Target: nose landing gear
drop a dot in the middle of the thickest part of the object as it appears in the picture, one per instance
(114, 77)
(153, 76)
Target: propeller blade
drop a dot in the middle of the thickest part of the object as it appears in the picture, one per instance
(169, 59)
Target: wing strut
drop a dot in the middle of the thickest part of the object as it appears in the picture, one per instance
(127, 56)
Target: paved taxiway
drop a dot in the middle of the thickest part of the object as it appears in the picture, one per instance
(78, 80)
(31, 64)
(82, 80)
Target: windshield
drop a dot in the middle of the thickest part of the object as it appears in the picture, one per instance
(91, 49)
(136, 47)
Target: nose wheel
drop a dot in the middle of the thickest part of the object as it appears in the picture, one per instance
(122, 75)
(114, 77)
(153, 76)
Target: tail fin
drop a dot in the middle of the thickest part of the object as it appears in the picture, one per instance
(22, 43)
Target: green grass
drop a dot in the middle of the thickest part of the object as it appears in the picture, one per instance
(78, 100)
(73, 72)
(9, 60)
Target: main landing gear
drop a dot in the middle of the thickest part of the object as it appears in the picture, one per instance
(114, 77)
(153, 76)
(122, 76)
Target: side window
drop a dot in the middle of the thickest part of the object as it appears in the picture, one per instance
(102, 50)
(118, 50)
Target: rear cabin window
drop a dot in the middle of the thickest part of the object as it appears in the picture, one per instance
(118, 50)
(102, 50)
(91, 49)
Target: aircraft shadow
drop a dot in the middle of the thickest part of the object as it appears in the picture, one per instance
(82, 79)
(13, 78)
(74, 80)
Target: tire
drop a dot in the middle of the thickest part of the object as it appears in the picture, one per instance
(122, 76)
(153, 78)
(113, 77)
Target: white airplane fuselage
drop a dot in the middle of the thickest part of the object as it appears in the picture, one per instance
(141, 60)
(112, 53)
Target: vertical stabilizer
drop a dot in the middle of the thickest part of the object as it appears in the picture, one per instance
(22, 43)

━━━━━━━━━━━━━━━━━━━━

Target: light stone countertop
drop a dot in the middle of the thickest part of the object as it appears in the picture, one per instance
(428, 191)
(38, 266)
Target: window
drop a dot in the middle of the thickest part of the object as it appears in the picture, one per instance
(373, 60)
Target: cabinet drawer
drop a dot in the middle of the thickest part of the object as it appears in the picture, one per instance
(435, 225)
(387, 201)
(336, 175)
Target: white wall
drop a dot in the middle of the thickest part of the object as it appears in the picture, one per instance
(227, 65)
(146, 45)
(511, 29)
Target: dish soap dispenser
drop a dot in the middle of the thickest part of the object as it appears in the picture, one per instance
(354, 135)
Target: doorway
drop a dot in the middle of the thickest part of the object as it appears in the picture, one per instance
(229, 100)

━━━━━━━━━━━━━━━━━━━━

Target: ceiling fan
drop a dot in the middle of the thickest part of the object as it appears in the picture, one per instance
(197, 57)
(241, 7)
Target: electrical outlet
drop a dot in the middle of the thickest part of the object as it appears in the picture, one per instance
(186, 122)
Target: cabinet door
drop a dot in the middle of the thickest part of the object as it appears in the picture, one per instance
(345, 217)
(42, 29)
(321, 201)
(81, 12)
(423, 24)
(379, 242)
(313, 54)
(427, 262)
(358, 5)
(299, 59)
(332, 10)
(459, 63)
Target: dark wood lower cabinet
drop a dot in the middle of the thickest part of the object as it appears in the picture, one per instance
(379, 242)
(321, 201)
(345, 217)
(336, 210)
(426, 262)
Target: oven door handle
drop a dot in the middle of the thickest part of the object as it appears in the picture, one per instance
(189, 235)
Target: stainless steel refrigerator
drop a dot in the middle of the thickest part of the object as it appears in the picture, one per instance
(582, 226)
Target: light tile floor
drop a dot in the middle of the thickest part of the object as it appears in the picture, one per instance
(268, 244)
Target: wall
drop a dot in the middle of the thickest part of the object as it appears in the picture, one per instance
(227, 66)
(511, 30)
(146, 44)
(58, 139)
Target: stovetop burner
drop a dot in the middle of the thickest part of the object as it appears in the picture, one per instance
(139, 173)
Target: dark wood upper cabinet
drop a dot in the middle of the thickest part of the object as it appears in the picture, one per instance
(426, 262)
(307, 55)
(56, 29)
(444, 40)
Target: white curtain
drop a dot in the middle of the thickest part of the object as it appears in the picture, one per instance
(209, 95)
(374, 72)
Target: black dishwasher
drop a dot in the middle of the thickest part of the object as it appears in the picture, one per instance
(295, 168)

━━━━━━━━━━━━━━━━━━━━

*How to complete this task*.
Look through the entries above and quote exactly the lines from the line with "Target: nose landing gear" to the line with "Target: paved taxiway", counting both of those lines.

*Response area*.
Target: nose landing gear
drop a dot in the middle of the thickest part of the object as it appears in the picture, one per instance
(114, 77)
(153, 76)
Target: propeller blade
drop a dot in the middle of the thickest part of the object as it appears in the picture, one per instance
(169, 59)
Target: wing strut
drop a dot in the middle of the thickest part of the object as it appears in the picture, one per instance
(127, 56)
Target: paved taxiway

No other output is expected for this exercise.